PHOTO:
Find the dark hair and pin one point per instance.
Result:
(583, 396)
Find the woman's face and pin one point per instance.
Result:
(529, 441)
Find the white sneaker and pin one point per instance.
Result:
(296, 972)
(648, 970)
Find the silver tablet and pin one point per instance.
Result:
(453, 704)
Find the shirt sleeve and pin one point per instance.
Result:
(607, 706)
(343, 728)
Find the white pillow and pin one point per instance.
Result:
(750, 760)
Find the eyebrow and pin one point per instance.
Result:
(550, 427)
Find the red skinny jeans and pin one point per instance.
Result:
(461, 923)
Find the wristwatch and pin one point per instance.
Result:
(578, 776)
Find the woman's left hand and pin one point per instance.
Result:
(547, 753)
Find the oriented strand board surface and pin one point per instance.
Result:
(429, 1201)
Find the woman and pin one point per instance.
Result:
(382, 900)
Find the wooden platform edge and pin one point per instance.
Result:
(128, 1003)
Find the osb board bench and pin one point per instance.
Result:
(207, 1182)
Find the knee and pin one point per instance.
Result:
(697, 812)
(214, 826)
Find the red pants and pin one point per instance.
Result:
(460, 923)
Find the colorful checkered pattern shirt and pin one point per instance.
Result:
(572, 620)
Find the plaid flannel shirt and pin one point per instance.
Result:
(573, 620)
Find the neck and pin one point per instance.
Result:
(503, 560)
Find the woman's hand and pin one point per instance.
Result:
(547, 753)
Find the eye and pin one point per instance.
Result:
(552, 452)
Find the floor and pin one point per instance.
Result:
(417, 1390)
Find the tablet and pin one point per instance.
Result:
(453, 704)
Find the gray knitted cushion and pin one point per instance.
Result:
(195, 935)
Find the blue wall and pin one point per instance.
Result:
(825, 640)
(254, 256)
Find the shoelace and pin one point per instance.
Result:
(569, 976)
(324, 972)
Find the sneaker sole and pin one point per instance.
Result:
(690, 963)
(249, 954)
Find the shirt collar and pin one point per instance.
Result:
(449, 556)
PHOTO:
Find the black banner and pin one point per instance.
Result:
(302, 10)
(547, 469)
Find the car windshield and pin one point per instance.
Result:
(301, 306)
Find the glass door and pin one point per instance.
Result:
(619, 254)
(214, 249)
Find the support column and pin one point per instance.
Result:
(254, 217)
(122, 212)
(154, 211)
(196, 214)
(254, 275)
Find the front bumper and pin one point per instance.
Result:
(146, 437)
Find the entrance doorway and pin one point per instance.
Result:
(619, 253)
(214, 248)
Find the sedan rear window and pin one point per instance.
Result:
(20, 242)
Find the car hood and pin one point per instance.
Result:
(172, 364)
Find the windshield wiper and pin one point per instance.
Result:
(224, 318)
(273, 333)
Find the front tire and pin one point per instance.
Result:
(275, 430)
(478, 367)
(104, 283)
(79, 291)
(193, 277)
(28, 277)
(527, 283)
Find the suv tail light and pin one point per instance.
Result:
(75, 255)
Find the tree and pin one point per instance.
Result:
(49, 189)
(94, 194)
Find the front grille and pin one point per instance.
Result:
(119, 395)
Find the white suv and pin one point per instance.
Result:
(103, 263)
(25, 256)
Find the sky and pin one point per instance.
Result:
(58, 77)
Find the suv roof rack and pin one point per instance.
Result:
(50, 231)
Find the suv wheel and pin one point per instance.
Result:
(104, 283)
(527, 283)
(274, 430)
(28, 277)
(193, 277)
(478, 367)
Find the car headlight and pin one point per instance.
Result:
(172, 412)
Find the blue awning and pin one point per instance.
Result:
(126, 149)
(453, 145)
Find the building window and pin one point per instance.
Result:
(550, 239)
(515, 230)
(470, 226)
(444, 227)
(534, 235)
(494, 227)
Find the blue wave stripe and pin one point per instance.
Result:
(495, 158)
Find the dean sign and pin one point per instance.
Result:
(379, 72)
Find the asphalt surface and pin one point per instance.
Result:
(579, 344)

# [What needs to be done]
Since only a count is wanted, give the number of lines in the listing that contain the word "sneaker".

# [Response to the exercise]
2